Um das näher eingrenzen zu können, sei zunächst ein Blick auf die vorhandenen Indizien gerichtet. Unser gesuchtes Himmelsschauspiel müsste um circa acht bis vier vor Christus aufzufinden zu sein, denn der erwähnte Herodes starb im Jahre 4 vor Christus. Die Sichtbarkeit dieses Ereignisses müsste sich von Babylon, woher die Heiligen Drei Könige kamen, bis nach Palästina, dem Geburtsort von Jesus, erstreckt haben. Auch müsste es über einen längeren Zeitraum zu sehen gewesen sein, da die Könige ja eine weite Strecke von circa 800 km zurückzulegen hatten. Aus wissenschaftlicher Sicht kann man zudem davon ausgehen, dass so einem auffälligen, besonderen Ereignis eine große astrologische Bedeutung beigemessen wurde. Sonst hätten sich niemals mehrere Personen auf einen solch beschwerlichen Weg gemacht.

Komet, Supernova oder Große Konjunktion

Unter diesen Annahmen lassen sich wiederum drei Vermutungen ableiten: Erstens, dass diese Himmelserscheinung möglicherweise ein Komet ist. Als solcher käme nur der Halley´sche Komet in Frage, der um 12 vor Christus schon einen großen Bekanntheitsgrad hatte. Dies wäre ein deutliches Anzeichen dafür, dass dieser Komet der Stern von Bethlehem sein könnte. Allerdings trat er vier bis acht Jahre zu früh auf, als dass er den drei Weisen aus dem Morgenland als “Wegweiser“ hätte dienen können. Deshalb kommt er wohl doch nicht in Betracht, so gut er sich als Bethlehemsstern, dem Symbol der Zeitenwende, auf den ersten Blick geeignet hätte. Außer es hätte einen bisher nirgendwo dokumentierten Kometen gegeben.

========

- [AUFGABE]: Schreib den Textauszug über den Stern von Bethlehem oben vollständig und Wort für Wort ab. Die Zeilen darunter stehen für sich und gehören nicht zum Textauszug.

(Zeigedaten zu benannten Objekten)
========

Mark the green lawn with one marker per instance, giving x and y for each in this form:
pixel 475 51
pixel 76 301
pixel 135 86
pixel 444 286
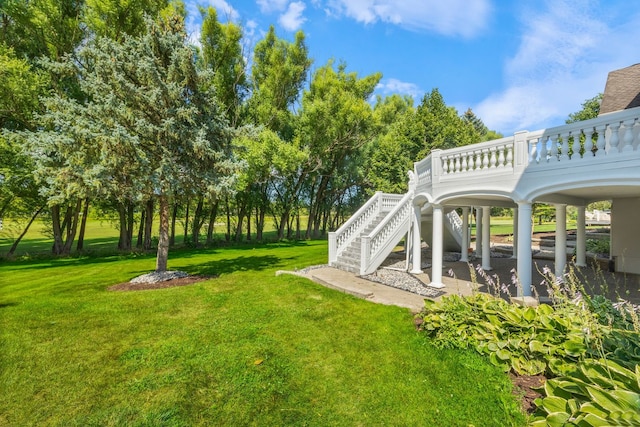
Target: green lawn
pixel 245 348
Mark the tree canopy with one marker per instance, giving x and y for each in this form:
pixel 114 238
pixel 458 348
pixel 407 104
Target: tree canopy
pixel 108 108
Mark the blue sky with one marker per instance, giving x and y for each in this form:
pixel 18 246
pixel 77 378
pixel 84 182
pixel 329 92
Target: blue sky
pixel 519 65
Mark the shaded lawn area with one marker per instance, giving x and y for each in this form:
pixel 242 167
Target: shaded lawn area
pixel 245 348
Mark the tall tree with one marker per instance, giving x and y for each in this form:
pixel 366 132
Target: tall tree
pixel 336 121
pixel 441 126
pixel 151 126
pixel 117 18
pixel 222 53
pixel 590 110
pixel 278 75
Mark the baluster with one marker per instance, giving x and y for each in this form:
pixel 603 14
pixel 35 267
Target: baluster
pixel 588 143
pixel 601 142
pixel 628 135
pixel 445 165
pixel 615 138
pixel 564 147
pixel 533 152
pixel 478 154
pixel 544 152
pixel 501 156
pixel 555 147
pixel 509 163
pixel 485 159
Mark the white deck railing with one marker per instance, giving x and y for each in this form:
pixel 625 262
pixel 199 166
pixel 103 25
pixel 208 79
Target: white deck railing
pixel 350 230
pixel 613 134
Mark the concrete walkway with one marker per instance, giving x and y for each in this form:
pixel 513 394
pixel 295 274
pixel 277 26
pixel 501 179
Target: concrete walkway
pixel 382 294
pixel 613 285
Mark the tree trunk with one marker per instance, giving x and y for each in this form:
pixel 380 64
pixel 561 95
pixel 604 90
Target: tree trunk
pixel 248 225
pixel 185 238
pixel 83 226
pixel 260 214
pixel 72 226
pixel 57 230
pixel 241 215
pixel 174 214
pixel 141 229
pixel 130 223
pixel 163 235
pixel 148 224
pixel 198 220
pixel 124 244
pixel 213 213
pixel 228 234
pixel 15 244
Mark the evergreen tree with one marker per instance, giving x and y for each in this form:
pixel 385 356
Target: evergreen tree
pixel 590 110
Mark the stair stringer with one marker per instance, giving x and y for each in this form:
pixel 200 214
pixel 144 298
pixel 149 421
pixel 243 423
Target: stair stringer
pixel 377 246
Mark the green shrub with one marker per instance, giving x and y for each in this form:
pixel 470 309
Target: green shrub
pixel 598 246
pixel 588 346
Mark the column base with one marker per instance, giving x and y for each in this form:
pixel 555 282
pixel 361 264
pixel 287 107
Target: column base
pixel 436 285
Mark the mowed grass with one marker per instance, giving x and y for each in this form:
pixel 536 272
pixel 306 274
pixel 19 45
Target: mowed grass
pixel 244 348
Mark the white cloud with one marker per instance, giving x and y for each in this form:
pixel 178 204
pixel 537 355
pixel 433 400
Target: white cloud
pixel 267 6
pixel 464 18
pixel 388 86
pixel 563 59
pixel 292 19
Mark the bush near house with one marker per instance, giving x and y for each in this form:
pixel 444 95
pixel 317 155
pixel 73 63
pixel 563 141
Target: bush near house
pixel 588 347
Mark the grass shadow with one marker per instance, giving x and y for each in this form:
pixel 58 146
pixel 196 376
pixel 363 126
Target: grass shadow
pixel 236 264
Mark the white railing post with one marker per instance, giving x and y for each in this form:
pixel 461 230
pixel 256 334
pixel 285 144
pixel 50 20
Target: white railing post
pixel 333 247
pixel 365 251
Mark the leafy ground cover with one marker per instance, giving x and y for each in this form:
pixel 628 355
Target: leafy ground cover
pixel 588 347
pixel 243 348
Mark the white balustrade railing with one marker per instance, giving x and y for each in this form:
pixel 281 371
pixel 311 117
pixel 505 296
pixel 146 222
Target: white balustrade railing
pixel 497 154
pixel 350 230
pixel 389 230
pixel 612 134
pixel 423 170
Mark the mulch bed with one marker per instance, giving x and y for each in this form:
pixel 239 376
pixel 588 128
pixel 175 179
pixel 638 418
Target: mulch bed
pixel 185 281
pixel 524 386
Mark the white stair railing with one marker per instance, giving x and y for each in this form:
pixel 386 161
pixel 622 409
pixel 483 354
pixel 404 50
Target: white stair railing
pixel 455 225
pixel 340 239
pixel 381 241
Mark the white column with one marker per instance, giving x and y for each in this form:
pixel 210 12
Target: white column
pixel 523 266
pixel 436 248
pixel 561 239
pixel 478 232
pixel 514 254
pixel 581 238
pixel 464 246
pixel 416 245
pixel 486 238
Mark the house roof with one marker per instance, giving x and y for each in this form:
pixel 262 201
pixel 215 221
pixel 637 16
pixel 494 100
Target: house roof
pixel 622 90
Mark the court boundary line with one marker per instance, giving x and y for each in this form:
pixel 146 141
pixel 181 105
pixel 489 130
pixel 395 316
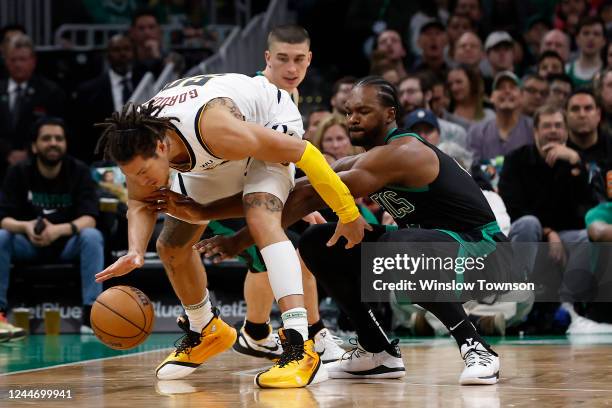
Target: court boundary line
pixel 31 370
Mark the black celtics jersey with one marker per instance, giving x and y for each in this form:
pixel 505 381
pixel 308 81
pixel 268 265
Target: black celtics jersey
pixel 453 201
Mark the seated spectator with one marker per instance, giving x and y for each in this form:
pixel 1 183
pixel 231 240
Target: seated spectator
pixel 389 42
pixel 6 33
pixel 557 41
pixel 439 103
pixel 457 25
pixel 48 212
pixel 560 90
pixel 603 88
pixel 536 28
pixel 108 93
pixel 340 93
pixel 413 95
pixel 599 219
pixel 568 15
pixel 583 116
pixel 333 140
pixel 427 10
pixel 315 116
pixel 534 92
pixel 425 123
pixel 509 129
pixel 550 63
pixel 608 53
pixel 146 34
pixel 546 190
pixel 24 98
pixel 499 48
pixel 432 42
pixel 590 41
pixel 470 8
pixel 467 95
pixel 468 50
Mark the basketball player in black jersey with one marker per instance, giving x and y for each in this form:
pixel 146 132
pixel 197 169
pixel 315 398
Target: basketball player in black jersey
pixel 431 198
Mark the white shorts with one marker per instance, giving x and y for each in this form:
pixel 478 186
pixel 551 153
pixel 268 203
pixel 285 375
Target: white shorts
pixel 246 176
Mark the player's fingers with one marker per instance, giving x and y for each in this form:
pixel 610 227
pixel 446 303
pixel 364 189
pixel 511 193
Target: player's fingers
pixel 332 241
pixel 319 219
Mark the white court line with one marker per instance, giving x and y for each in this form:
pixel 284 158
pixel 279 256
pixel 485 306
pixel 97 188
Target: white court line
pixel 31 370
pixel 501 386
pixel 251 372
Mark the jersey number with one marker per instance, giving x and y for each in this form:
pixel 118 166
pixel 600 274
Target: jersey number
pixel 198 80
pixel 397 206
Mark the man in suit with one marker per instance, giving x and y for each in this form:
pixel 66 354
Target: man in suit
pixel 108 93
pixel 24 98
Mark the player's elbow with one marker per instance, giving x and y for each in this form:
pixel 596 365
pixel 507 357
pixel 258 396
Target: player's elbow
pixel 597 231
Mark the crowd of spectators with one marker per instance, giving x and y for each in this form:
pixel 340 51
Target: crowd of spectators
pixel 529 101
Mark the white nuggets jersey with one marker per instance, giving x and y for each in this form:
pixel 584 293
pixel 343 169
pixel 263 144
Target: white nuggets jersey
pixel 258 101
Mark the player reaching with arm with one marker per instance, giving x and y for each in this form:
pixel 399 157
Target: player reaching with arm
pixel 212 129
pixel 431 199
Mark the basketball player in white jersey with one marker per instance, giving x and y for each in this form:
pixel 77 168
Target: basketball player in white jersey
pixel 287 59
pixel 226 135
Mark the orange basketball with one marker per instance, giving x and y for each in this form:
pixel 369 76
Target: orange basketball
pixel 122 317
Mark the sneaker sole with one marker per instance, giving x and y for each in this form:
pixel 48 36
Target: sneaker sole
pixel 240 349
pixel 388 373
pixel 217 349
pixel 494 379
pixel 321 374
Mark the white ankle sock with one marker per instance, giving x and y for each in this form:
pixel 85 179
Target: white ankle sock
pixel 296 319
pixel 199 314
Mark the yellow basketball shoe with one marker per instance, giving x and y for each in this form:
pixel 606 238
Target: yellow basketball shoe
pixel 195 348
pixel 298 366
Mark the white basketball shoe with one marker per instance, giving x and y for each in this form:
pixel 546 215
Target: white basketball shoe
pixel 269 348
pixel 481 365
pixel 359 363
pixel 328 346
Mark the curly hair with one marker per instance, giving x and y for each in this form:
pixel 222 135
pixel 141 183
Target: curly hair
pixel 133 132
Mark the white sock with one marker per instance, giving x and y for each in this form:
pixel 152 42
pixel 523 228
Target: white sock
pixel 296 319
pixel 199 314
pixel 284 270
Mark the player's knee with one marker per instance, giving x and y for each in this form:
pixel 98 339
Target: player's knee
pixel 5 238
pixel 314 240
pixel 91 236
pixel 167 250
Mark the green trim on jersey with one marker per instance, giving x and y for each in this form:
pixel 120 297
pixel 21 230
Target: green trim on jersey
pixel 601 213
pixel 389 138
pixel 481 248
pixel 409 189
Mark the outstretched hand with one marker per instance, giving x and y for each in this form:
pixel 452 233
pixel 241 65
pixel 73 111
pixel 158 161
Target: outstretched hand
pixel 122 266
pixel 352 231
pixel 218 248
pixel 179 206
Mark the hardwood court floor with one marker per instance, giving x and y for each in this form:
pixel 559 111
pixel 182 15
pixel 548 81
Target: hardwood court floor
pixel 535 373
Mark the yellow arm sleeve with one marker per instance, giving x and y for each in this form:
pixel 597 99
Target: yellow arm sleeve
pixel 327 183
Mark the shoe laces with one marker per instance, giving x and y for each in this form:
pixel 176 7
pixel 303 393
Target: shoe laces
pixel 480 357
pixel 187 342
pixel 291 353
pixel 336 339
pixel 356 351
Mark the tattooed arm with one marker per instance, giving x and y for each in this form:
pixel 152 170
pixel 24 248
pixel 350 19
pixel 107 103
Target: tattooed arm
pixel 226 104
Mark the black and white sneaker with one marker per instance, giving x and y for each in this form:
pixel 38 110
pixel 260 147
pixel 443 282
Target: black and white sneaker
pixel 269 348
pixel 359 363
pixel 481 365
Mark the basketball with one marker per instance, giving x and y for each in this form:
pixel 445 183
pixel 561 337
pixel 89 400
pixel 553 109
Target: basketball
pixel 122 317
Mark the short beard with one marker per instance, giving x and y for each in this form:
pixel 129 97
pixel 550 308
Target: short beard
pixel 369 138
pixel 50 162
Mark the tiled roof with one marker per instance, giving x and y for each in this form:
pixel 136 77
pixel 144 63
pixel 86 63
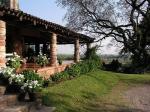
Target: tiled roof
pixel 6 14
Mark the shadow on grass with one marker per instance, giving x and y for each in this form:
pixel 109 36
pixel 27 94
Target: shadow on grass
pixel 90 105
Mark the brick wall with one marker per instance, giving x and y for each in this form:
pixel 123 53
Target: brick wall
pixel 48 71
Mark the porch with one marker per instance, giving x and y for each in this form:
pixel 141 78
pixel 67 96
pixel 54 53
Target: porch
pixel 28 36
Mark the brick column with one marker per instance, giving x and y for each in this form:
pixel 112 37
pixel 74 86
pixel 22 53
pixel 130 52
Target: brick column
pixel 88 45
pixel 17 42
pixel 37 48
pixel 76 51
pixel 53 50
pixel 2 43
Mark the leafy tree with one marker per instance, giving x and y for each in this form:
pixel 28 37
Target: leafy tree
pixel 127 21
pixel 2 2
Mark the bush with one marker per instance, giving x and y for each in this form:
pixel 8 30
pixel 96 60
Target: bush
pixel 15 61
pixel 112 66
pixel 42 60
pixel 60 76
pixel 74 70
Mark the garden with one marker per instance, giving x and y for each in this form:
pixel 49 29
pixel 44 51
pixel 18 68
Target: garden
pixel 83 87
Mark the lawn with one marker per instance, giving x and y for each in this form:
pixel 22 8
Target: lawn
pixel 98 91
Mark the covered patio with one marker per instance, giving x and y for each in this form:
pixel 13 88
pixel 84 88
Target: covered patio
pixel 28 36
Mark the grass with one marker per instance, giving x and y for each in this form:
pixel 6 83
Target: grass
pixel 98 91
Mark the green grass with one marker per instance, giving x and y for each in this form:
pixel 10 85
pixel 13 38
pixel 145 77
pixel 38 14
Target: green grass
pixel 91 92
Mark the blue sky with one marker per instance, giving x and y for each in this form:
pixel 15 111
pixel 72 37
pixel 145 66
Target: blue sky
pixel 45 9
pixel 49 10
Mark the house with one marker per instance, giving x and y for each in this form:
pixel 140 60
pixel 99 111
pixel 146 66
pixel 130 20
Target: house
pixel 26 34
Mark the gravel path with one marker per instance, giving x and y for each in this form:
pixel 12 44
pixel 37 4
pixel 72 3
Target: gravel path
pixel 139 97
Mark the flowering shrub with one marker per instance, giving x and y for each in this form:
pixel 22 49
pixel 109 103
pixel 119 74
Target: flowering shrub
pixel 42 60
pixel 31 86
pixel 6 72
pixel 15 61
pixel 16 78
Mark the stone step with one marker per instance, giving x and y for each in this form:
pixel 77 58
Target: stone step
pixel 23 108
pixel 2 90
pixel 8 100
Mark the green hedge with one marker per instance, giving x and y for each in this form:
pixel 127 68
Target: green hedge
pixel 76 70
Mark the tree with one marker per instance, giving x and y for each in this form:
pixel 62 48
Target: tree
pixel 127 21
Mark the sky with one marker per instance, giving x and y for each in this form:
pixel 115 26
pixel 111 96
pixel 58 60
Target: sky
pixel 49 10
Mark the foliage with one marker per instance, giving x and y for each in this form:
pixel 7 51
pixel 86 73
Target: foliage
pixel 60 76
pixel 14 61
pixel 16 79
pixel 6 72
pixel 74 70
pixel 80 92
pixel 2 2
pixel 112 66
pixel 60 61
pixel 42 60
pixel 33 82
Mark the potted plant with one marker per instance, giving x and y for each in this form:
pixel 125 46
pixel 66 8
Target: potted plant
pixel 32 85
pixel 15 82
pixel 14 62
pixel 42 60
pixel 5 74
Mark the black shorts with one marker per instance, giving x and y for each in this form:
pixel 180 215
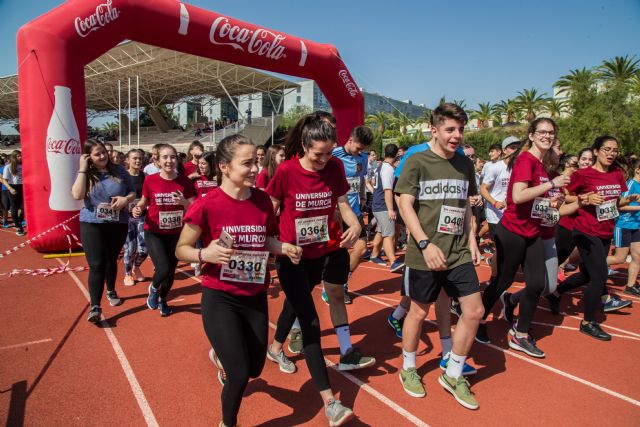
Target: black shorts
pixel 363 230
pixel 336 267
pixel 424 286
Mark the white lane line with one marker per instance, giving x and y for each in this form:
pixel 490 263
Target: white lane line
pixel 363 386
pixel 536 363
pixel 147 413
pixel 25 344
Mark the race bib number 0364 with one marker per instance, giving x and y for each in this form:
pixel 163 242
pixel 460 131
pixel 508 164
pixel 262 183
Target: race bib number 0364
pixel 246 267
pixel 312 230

========

- [LÖSUNG]:
Um das näher eingrenzen zu können, sei zunächst ein Blick auf die vorhandenen Indizien gerichtet. Unser gesuchtes Himmelsschauspiel müsste um circa acht bis vier vor Christus aufzufinden zu sein, denn der erwähnte Herodes starb im Jahre 4 vor Christus. Die Sichtbarkeit dieses Ereignisses müsste sich von Babylon, woher die Heiligen Drei Könige kamen, bis nach Palästina, dem Geburtsort von Jesus, erstreckt haben. Auch müsste es über einen längeren Zeitraum zu sehen gewesen sein, da die Könige ja eine weite Strecke von circa 800 km zurückzulegen hatten. Aus wissenschaftlicher Sicht kann man zudem davon ausgehen, dass so einem auffälligen, besonderen Ereignis eine große astrologische Bedeutung beigemessen wurde. Sonst hätten sich niemals mehrere Personen auf einen solch beschwerlichen Weg gemacht.

Komet, Supernova oder Große Konjunktion

Unter diesen Annahmen lassen sich wiederum drei Vermutungen ableiten: Erstens, dass diese Himmelserscheinung möglicherweise ein Komet ist. Als solcher käme nur der Halley´sche Komet in Frage, der um 12 vor Christus schon einen großen Bekanntheitsgrad hatte. Dies wäre ein deutliches Anzeichen dafür, dass dieser Komet der Stern von Bethlehem sein könnte. Allerdings trat er vier bis acht Jahre zu früh auf, als dass er den drei Weisen aus dem Morgenland als “Wegweiser“ hätte dienen können. Deshalb kommt er wohl doch nicht in Betracht, so gut er sich als Bethlehemsstern, dem Symbol der Zeitenwende, auf den ersten Blick geeignet hätte. Außer es hätte einen bisher nirgendwo dokumentierten Kometen gegeben.